◆ Stated exercise
Nothing other than the lines from the one containing "Target: path curve" through the close of the entries below should be printed, each exactly.

■ ■ ■ ■ ■ ■ ■

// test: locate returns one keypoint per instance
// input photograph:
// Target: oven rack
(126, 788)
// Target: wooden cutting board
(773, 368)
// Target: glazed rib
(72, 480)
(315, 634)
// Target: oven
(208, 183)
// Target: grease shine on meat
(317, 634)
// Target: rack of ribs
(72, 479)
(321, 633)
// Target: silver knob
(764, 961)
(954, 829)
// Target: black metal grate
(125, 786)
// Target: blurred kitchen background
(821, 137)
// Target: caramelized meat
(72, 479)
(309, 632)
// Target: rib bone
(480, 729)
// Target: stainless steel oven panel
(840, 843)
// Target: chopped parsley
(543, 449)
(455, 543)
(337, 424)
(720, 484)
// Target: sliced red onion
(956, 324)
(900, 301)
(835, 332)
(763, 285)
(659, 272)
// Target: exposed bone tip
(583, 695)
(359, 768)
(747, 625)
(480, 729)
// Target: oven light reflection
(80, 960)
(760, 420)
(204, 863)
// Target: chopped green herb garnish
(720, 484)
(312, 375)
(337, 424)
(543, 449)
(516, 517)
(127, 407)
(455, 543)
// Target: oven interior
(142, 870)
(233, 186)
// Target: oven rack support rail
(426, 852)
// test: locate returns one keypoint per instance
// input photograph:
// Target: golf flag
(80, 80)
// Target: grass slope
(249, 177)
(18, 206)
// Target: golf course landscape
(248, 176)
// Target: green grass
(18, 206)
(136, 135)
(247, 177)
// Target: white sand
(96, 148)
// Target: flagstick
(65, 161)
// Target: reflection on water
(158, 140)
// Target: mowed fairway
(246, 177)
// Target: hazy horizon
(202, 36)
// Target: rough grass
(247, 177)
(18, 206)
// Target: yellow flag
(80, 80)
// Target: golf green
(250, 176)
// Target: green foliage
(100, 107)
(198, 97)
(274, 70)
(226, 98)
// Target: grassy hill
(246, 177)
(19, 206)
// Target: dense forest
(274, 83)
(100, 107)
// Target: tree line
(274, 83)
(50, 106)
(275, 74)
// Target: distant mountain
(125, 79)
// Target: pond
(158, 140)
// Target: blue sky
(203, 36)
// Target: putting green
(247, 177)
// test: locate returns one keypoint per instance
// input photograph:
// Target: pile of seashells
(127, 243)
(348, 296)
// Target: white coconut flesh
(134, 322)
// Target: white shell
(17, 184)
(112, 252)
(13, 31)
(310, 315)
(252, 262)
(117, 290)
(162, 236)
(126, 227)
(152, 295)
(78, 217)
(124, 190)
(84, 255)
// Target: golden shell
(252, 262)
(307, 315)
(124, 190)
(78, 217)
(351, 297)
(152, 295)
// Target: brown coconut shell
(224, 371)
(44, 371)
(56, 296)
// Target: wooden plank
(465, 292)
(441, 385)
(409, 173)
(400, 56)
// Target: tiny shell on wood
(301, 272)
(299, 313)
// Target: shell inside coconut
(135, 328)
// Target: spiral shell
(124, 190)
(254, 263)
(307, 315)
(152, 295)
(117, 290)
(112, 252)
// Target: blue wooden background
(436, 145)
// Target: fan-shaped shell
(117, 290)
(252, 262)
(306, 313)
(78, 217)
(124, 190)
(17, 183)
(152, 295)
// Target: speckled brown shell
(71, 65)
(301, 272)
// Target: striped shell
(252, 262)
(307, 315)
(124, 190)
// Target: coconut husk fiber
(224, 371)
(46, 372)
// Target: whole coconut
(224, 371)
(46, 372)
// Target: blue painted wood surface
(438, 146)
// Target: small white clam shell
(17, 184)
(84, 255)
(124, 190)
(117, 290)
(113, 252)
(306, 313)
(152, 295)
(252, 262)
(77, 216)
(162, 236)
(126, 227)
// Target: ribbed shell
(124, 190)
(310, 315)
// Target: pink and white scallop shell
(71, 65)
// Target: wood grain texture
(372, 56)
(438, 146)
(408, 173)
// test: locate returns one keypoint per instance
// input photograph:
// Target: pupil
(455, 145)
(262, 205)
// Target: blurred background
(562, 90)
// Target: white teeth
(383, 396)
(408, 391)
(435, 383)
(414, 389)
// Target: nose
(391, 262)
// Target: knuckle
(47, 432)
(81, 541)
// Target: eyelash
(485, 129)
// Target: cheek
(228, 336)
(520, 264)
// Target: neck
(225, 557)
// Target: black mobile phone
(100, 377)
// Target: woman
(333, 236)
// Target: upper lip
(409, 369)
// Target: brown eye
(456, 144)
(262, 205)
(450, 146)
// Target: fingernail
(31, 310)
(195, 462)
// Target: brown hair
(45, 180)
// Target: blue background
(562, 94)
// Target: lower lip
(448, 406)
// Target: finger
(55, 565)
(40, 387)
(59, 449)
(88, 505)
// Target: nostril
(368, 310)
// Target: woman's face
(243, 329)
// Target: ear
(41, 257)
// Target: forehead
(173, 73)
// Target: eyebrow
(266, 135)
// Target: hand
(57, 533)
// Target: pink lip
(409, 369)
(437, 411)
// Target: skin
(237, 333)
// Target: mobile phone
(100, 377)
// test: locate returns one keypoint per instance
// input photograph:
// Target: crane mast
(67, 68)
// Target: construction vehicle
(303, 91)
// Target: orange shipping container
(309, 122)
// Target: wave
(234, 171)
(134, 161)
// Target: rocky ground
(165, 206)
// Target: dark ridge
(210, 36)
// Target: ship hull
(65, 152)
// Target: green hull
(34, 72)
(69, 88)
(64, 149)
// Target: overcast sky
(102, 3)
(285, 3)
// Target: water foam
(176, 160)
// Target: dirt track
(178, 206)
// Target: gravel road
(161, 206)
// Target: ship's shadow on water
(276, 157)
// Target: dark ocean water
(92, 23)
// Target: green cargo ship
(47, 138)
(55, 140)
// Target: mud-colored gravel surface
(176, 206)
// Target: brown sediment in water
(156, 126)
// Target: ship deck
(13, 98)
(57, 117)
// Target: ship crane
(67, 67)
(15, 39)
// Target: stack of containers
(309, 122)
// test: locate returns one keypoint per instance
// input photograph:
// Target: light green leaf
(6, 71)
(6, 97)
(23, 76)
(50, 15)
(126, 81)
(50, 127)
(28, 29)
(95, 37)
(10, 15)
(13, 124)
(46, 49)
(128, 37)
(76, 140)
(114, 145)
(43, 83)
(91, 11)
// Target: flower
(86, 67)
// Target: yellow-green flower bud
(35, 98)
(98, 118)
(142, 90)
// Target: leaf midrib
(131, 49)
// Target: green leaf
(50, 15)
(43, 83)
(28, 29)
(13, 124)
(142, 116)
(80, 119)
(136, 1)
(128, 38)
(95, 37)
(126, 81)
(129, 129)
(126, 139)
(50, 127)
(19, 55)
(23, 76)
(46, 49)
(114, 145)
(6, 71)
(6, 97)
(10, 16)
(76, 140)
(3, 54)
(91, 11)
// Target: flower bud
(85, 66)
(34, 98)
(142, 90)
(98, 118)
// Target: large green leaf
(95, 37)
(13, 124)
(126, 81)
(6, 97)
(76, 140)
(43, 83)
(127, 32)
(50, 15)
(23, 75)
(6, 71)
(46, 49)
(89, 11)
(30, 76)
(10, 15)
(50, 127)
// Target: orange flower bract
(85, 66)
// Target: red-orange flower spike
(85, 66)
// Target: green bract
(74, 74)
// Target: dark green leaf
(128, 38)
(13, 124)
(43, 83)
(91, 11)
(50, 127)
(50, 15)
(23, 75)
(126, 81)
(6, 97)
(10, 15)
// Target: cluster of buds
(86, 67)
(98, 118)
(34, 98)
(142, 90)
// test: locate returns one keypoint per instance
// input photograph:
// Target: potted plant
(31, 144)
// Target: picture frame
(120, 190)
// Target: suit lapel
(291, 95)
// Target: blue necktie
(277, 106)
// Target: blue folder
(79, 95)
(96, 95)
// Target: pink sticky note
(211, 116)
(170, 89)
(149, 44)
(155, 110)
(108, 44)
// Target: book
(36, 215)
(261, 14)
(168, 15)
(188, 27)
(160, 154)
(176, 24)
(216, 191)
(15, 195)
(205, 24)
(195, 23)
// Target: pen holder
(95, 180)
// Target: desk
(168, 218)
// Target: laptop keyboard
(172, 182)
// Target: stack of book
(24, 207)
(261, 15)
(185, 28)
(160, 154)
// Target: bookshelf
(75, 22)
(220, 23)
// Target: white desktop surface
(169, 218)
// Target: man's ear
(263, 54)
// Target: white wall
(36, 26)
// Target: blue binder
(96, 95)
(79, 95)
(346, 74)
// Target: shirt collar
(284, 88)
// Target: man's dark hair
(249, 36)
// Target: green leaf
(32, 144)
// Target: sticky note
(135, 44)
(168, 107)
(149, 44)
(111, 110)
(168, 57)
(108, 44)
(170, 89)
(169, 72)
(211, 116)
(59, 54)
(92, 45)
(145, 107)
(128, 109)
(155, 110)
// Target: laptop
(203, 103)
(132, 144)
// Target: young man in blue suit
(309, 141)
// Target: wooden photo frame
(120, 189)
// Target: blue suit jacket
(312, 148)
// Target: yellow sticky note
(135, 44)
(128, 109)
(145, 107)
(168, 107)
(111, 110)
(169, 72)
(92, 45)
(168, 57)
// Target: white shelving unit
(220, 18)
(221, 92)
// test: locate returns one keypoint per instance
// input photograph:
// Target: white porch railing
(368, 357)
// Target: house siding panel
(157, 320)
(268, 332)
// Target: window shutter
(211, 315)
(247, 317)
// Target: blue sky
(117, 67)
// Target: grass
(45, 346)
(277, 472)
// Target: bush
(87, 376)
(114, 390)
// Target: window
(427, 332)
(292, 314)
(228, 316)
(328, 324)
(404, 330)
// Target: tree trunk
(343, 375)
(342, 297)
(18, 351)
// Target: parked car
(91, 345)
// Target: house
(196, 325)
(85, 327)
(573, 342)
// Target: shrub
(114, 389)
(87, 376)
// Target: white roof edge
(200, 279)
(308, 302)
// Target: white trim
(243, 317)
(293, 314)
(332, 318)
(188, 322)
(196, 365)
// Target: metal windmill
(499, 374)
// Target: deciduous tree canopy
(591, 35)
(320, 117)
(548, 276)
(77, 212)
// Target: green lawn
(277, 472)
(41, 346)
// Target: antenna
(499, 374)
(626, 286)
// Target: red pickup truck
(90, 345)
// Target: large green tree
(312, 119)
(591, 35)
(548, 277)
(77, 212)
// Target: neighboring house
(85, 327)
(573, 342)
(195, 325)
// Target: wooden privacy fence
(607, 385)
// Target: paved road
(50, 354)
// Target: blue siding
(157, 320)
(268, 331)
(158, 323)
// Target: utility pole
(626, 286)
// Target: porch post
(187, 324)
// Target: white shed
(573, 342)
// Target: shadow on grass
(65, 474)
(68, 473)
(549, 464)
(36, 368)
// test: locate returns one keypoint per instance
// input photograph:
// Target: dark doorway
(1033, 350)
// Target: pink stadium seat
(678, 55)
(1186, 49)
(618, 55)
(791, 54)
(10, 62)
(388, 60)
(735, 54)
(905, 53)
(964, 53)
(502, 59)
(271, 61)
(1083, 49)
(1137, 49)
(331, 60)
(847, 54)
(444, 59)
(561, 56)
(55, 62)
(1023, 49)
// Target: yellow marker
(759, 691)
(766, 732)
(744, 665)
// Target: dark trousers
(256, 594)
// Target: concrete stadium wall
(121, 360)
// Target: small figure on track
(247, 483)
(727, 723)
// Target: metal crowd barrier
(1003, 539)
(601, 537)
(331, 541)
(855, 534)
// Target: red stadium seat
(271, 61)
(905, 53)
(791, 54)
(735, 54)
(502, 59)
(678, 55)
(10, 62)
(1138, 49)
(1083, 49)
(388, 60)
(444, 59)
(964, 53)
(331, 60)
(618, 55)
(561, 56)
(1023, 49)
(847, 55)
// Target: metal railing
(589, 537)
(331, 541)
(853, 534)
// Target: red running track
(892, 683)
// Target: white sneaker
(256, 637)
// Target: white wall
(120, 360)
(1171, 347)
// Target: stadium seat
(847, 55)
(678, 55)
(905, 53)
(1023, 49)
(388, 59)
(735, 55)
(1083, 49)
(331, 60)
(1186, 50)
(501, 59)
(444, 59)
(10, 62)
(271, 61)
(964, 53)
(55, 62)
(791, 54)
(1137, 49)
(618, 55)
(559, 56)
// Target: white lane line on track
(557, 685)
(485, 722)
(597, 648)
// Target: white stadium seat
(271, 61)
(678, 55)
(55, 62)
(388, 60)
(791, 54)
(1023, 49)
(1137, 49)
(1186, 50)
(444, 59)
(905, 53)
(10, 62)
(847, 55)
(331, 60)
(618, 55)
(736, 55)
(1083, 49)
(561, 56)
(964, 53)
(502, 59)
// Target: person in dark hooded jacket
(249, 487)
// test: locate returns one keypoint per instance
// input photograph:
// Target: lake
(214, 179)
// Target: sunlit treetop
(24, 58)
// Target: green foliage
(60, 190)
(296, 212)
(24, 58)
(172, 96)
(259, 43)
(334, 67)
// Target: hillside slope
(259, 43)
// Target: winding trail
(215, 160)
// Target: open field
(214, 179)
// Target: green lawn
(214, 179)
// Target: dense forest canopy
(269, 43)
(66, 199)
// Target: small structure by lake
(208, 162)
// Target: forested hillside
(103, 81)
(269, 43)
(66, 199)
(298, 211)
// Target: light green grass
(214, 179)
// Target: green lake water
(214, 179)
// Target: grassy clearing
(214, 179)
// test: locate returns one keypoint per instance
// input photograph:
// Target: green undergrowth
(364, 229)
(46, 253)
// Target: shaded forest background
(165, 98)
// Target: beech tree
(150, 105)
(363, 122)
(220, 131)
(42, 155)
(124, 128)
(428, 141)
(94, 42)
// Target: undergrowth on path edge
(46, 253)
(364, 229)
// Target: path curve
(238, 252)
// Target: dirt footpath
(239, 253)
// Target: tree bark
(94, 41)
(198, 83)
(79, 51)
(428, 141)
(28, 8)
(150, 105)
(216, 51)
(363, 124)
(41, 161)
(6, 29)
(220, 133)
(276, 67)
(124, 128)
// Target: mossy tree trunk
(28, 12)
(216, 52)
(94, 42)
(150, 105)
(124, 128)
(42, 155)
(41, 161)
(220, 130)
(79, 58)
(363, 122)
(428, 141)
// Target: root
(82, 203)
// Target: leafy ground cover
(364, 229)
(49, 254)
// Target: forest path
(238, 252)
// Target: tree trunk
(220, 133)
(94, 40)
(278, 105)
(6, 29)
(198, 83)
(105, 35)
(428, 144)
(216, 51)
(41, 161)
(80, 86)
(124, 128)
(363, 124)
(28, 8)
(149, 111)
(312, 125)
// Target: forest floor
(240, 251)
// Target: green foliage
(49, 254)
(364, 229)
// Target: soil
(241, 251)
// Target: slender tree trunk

■ ■ ■ ■ ■ ■ ■

◆ Full solution
// Target: path curve
(238, 252)
// Target: dirt footpath
(239, 253)
// Target: tree bark
(94, 41)
(198, 83)
(79, 51)
(428, 141)
(28, 8)
(150, 105)
(216, 51)
(363, 124)
(41, 161)
(6, 29)
(220, 133)
(276, 67)
(124, 128)
// Target: mossy tree trunk
(28, 12)
(216, 52)
(94, 42)
(150, 105)
(124, 128)
(42, 155)
(41, 161)
(220, 130)
(79, 58)
(363, 122)
(428, 141)
// Target: root
(82, 203)
// Target: leafy ground cover
(364, 229)
(49, 254)
// Target: forest path
(238, 252)
// Target: tree trunk
(220, 133)
(94, 40)
(278, 105)
(6, 29)
(198, 83)
(105, 35)
(428, 144)
(216, 51)
(41, 161)
(80, 86)
(124, 128)
(363, 124)
(28, 8)
(149, 111)
(312, 125)
// Target: forest floor
(240, 251)
// Target: green foliage
(49, 254)
(364, 229)
// Target: soil
(241, 251)
// Target: slender tree trunk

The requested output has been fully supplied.